# TASK REQUIREMENTS
Set down every entry again word for word, please, but skip the pictures.

(Stored items)
--------

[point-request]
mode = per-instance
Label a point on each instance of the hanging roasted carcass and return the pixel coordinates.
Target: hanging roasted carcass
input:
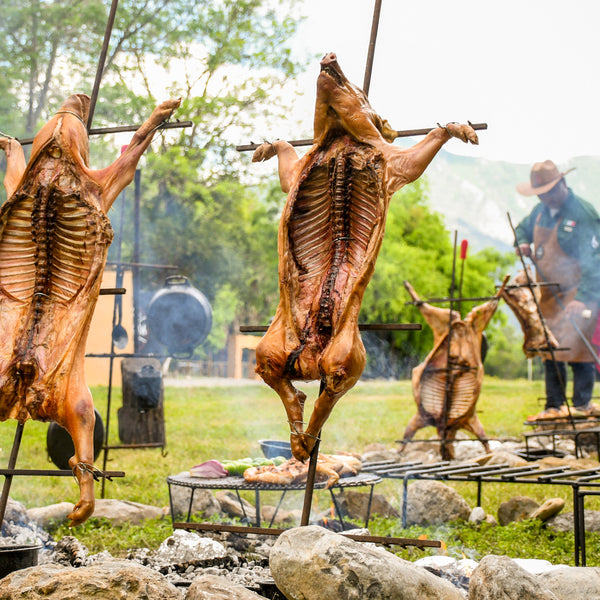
(446, 385)
(330, 233)
(54, 236)
(523, 297)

--------

# ANSWER TO THIS TASK
[point-request]
mode = per-instance
Label a point on each instance of the hanging roasted carcass and return the pixel coordinates.
Target: hanging roasted carcass
input:
(446, 385)
(330, 233)
(54, 236)
(523, 297)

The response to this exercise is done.